■ **YOUR GOAL**
Rewrite everything from the line containing "locate the red" down to the line containing "left=0, top=67, right=34, bottom=109", replacing "red machinery" with "red equipment" and leaving all else unchanged.

■ **DATA ENTRIES**
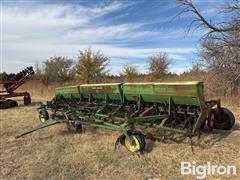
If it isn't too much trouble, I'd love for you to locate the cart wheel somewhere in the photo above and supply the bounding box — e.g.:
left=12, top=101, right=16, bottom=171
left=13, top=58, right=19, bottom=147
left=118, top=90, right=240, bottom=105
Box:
left=39, top=109, right=49, bottom=123
left=213, top=108, right=235, bottom=130
left=23, top=94, right=31, bottom=106
left=67, top=114, right=82, bottom=133
left=124, top=134, right=145, bottom=153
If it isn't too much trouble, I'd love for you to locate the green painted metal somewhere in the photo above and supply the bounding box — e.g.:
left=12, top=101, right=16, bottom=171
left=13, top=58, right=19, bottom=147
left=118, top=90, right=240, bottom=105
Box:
left=80, top=83, right=122, bottom=102
left=55, top=86, right=80, bottom=99
left=17, top=81, right=225, bottom=146
left=123, top=82, right=204, bottom=107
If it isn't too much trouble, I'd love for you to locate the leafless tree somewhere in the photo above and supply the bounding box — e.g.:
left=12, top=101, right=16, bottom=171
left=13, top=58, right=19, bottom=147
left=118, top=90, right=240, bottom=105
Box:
left=76, top=48, right=110, bottom=83
left=38, top=56, right=74, bottom=84
left=177, top=0, right=240, bottom=96
left=121, top=65, right=139, bottom=81
left=148, top=52, right=170, bottom=78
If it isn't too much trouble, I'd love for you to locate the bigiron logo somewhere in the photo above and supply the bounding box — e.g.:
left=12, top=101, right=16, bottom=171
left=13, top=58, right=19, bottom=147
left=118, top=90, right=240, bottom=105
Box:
left=181, top=161, right=237, bottom=179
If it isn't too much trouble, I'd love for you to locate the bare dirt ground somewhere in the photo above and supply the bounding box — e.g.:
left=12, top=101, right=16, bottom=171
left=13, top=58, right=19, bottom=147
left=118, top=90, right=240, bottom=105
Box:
left=0, top=100, right=240, bottom=179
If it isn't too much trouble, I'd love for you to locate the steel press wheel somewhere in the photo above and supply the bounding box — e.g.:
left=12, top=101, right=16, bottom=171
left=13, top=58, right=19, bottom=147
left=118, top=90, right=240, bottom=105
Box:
left=67, top=114, right=82, bottom=133
left=39, top=109, right=49, bottom=123
left=124, top=134, right=145, bottom=153
left=213, top=108, right=235, bottom=130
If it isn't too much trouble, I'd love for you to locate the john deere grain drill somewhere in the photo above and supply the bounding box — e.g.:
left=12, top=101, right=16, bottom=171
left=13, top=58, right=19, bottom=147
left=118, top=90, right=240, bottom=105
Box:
left=17, top=82, right=235, bottom=152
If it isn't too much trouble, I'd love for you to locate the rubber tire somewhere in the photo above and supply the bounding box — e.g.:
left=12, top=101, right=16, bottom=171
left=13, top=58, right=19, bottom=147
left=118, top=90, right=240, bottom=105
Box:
left=23, top=95, right=32, bottom=106
left=67, top=114, right=82, bottom=133
left=123, top=130, right=146, bottom=153
left=213, top=108, right=235, bottom=130
left=39, top=109, right=49, bottom=123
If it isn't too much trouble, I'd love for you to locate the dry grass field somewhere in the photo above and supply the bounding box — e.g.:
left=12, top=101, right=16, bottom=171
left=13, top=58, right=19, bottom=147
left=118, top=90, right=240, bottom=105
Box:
left=0, top=98, right=240, bottom=179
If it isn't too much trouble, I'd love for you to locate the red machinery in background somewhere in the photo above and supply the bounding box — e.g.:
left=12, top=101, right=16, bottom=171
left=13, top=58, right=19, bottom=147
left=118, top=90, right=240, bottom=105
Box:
left=0, top=67, right=34, bottom=109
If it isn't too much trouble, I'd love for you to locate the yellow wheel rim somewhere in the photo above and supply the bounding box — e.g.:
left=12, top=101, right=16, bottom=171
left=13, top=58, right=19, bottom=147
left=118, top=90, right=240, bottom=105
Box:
left=39, top=114, right=45, bottom=122
left=125, top=135, right=140, bottom=152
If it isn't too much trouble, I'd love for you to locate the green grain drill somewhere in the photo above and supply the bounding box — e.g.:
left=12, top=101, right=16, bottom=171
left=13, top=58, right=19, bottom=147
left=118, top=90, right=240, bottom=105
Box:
left=17, top=82, right=235, bottom=152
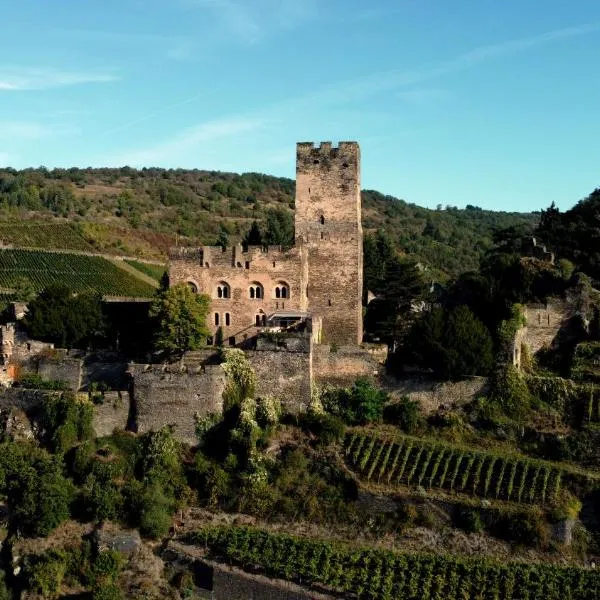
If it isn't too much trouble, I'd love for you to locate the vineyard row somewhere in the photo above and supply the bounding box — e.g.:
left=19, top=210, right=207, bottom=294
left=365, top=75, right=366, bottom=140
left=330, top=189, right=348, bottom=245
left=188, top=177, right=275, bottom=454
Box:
left=345, top=430, right=563, bottom=504
left=193, top=526, right=600, bottom=600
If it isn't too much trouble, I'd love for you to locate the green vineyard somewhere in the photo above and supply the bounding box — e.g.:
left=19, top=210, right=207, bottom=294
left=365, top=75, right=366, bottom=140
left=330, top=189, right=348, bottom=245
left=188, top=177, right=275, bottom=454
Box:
left=0, top=222, right=94, bottom=252
left=344, top=430, right=592, bottom=504
left=125, top=258, right=167, bottom=281
left=0, top=249, right=155, bottom=297
left=192, top=526, right=600, bottom=600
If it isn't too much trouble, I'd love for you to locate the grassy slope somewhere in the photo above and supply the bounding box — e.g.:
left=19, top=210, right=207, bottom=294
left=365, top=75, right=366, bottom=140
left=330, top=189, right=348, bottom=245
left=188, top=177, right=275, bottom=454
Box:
left=0, top=168, right=537, bottom=278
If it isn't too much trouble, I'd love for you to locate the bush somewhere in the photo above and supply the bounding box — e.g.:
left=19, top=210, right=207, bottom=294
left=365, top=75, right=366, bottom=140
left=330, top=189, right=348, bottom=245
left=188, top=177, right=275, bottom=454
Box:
left=321, top=377, right=388, bottom=425
left=25, top=550, right=67, bottom=598
left=454, top=508, right=483, bottom=533
left=383, top=396, right=420, bottom=433
left=300, top=411, right=346, bottom=446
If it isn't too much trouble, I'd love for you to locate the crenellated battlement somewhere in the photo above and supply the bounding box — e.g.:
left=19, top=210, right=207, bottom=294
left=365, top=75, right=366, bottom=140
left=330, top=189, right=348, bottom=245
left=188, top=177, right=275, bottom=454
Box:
left=296, top=142, right=360, bottom=164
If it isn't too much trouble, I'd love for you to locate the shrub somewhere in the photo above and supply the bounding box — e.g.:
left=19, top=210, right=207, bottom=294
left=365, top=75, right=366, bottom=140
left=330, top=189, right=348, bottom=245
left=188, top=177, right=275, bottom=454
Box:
left=25, top=550, right=67, bottom=598
left=383, top=396, right=420, bottom=433
left=321, top=377, right=388, bottom=425
left=454, top=508, right=483, bottom=533
left=301, top=412, right=346, bottom=446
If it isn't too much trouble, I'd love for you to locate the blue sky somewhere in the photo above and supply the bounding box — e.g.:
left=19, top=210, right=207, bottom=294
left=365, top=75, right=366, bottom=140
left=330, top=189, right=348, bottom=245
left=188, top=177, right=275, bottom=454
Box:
left=0, top=0, right=600, bottom=210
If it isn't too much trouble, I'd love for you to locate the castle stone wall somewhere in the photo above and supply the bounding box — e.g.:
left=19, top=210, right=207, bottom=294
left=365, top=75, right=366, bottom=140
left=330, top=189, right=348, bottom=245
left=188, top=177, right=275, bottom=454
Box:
left=313, top=344, right=387, bottom=386
left=246, top=348, right=312, bottom=413
left=520, top=298, right=572, bottom=354
left=129, top=365, right=226, bottom=444
left=92, top=391, right=130, bottom=437
left=296, top=142, right=363, bottom=344
left=169, top=246, right=306, bottom=345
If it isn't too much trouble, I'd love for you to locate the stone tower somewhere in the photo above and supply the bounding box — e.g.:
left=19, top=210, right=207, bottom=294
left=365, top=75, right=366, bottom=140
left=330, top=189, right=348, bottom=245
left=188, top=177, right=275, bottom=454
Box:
left=296, top=142, right=363, bottom=344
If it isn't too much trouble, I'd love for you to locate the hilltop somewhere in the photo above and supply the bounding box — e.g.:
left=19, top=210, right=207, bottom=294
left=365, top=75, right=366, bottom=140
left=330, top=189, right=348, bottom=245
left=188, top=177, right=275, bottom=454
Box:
left=0, top=167, right=539, bottom=279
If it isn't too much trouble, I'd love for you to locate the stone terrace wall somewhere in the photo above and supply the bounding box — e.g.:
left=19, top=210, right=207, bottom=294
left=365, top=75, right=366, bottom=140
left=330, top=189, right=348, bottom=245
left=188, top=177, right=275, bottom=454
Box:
left=129, top=365, right=226, bottom=444
left=313, top=344, right=387, bottom=386
left=523, top=298, right=572, bottom=354
left=92, top=391, right=131, bottom=437
left=246, top=347, right=312, bottom=413
left=384, top=377, right=488, bottom=413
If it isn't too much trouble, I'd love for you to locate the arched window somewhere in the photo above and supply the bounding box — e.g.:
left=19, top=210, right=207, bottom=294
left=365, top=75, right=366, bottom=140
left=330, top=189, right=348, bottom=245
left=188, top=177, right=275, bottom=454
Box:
left=215, top=281, right=231, bottom=298
left=248, top=281, right=265, bottom=300
left=274, top=281, right=290, bottom=298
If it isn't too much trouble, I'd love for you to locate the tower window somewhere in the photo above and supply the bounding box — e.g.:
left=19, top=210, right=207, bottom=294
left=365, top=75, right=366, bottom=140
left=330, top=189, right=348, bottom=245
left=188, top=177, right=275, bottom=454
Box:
left=248, top=281, right=265, bottom=300
left=274, top=281, right=290, bottom=298
left=215, top=281, right=231, bottom=298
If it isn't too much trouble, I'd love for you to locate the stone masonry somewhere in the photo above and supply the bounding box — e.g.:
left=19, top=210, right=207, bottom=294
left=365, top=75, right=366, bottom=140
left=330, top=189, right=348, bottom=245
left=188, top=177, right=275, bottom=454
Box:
left=169, top=142, right=363, bottom=346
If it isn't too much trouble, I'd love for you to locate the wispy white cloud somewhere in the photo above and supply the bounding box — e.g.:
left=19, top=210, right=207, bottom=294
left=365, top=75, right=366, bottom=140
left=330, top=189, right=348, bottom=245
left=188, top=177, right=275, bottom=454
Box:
left=109, top=117, right=265, bottom=167
left=397, top=87, right=450, bottom=105
left=180, top=0, right=318, bottom=44
left=0, top=66, right=118, bottom=91
left=0, top=121, right=75, bottom=141
left=99, top=89, right=218, bottom=137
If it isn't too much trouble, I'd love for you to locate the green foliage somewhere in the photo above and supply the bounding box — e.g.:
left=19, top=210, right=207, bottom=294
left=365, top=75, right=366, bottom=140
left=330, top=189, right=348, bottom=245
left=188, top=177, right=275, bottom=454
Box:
left=13, top=373, right=69, bottom=391
left=0, top=247, right=154, bottom=297
left=223, top=348, right=256, bottom=412
left=344, top=428, right=584, bottom=504
left=407, top=305, right=493, bottom=379
left=0, top=442, right=75, bottom=536
left=150, top=283, right=210, bottom=354
left=125, top=259, right=167, bottom=281
left=537, top=195, right=600, bottom=280
left=193, top=526, right=600, bottom=600
left=23, top=285, right=105, bottom=348
left=383, top=396, right=421, bottom=433
left=38, top=392, right=93, bottom=454
left=321, top=378, right=388, bottom=425
left=300, top=411, right=346, bottom=446
left=25, top=550, right=67, bottom=598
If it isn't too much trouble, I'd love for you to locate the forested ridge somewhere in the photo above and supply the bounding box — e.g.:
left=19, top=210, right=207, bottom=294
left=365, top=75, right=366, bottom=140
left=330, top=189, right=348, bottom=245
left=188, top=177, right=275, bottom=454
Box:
left=0, top=167, right=541, bottom=279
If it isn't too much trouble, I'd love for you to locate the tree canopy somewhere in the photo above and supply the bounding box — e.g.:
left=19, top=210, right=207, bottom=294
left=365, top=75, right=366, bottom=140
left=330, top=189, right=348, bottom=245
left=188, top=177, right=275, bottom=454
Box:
left=150, top=283, right=210, bottom=355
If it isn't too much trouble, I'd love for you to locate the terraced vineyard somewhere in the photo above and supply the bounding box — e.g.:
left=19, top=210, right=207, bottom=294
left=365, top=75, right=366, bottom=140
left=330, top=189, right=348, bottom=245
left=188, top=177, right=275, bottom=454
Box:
left=345, top=430, right=596, bottom=504
left=193, top=526, right=600, bottom=600
left=0, top=249, right=155, bottom=297
left=0, top=221, right=94, bottom=252
left=125, top=259, right=167, bottom=281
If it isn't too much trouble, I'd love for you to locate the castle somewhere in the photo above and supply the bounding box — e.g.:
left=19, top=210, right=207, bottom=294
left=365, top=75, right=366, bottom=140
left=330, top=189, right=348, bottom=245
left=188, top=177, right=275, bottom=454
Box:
left=169, top=142, right=363, bottom=346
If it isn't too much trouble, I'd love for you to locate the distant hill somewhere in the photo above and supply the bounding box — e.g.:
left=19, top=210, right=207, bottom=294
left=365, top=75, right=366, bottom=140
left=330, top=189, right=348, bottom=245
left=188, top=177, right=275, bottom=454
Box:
left=0, top=167, right=539, bottom=279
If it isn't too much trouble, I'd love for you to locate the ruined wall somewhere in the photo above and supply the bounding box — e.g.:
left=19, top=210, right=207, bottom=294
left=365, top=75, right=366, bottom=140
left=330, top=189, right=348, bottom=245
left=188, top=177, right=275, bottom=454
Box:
left=520, top=298, right=572, bottom=354
left=246, top=347, right=312, bottom=413
left=129, top=365, right=226, bottom=444
left=383, top=377, right=488, bottom=413
left=296, top=142, right=363, bottom=344
left=31, top=351, right=83, bottom=391
left=160, top=540, right=342, bottom=600
left=92, top=390, right=130, bottom=437
left=312, top=344, right=387, bottom=386
left=169, top=245, right=306, bottom=345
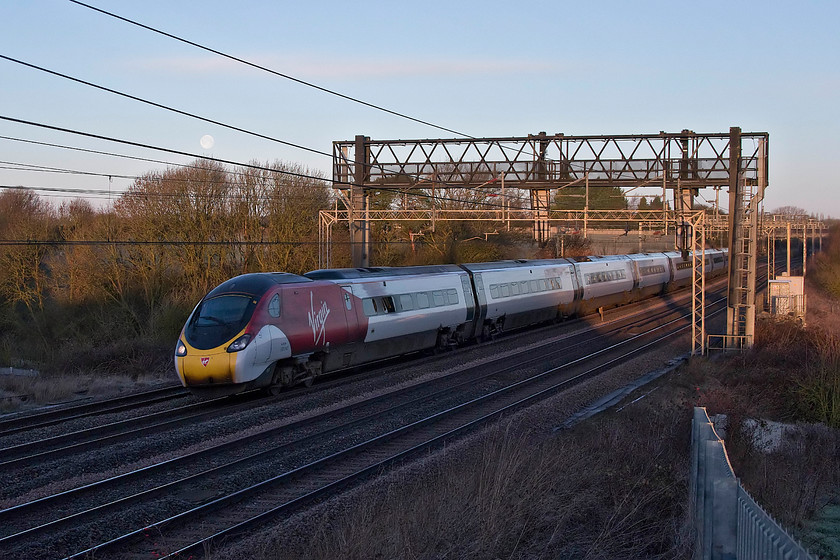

■ **EXERCISE OUTPUT**
If it isn't too much trouble, I'd love for you to locate the red equipment in background somewhere in the photo above and supply the bounding box — e.g.:
left=12, top=101, right=16, bottom=171
left=13, top=58, right=19, bottom=147
left=118, top=90, right=240, bottom=105
Box:
left=0, top=67, right=34, bottom=109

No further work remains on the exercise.